* **Ziel 1**
Prüfe, ob die Aussagen (a) bis (c) mit dem Kalenderblatt übereinstimmen. Antworte jeweils mit Ja oder Nein und zitiere wörtlich die Stelle, die den Ausschlag gibt.
(a) Der beschriebene 12. Dezember 1932 war ein Montag.
(b) In Berlin herrscht an diesem Tag besinnliche Vorfreude auf Weihnachten.
(c) Weniger als eine Million Menschen sind ohne Arbeit.
* **Ziel 2**
Gib den Abschnitt des Kalenderblatts unverändert zurück, beginnend bei „12.12.1932 – Genfer“ und endend bei „Feuer wirkt: Gleichberechtigung.“.
-------- Dokument
Kalenderblatt

12.12.1932 – Genfer Hoffnung, der Pakt des Drachen und das Zittern vor dem Zahltag

Wenn ich heute auf diesen Montag im Dezember 1932 blicke, läuft mir ein Schauer über den Rücken. Es ist einer dieser Tage, an denen die Geschichte kurz den Atem anhält, bevor sie sich in eine dunkle Richtung wendet. Stell Dir vor, Du gehst an diesem Morgen durch das graue, kalte Berlin. Es ist Advent, aber von besinnlicher Vorfreude ist wenig zu spüren. Die Luft riecht nach Braunkohle und Angst, denn der Winter ist hart und weit über fünf Millionen Menschen haben keine Arbeit. Doch wenn Du an diesem 12. Dezember die Zeitung aufschlägst, springt Dir ein Wort entgegen, das wie ein wärmendes Feuer wirkt: Gleichberechtigung.
----------------
-------- Bereitgestellte Daten
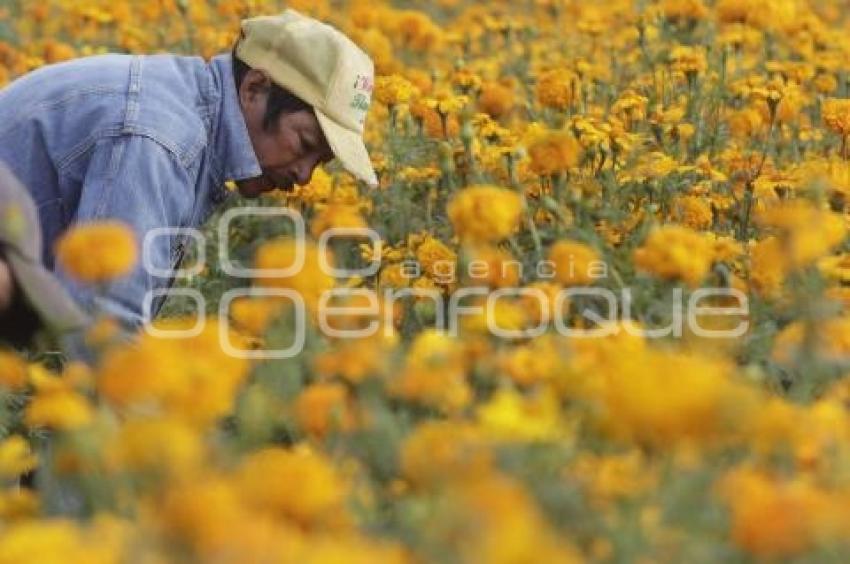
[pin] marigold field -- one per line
----------------
* **Richtige Antwort 1**
(a) Ja: „Wenn ich heute auf diesen Montag im Dezember 1932 blicke“
(b) Nein: „aber von besinnlicher Vorfreude ist wenig zu spüren“
(c) Nein: „weit über fünf Millionen Menschen haben keine Arbeit“

* **Richtige Antwort 2**
12.12.1932 – Genfer Hoffnung, der Pakt des Drachen und das Zittern vor dem Zahltag

Wenn ich heute auf diesen Montag im Dezember 1932 blicke, läuft mir ein Schauer über den Rücken. Es ist einer dieser Tage, an denen die Geschichte kurz den Atem anhält, bevor sie sich in eine dunkle Richtung wendet. Stell Dir vor, Du gehst an diesem Morgen durch das graue, kalte Berlin. Es ist Advent, aber von besinnlicher Vorfreude ist wenig zu spüren. Die Luft riecht nach Braunkohle und Angst, denn der Winter ist hart und weit über fünf Millionen Menschen haben keine Arbeit. Doch wenn Du an diesem 12. Dezember die Zeitung aufschlägst, springt Dir ein Wort entgegen, das wie ein wärmendes Feuer wirkt: Gleichberechtigung.